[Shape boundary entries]
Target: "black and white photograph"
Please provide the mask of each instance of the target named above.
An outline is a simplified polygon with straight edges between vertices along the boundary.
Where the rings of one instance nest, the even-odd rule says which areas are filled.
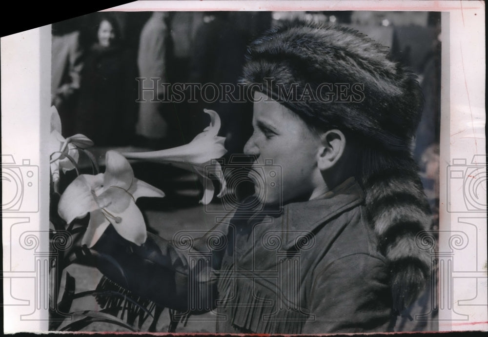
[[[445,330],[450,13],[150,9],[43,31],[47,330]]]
--
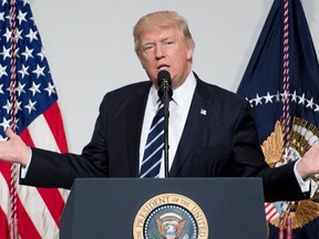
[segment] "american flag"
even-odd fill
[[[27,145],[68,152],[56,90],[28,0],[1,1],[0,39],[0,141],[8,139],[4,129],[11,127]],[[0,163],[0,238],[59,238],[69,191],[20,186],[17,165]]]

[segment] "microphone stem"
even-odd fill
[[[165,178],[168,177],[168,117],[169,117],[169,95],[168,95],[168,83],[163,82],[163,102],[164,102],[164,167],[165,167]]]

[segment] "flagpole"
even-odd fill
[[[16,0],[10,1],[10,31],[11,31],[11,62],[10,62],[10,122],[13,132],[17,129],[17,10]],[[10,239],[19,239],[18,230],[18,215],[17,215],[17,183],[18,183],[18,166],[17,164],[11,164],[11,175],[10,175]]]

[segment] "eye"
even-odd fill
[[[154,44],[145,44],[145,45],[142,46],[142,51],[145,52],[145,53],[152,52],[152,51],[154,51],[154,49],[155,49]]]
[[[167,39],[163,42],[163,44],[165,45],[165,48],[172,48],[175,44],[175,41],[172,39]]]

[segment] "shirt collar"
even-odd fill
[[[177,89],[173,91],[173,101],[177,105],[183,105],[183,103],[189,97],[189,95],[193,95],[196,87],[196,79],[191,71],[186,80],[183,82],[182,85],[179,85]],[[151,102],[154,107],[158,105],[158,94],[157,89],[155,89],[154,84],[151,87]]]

**Exercise prompt**
Locate every line in the listing above that contains the string "segment", and copy each of those lines in full.

**Result for this exercise**
[segment] "american flag"
[segment] "microphone stem"
[segment] "flagpole"
[segment] "eye"
[segment] "shirt collar"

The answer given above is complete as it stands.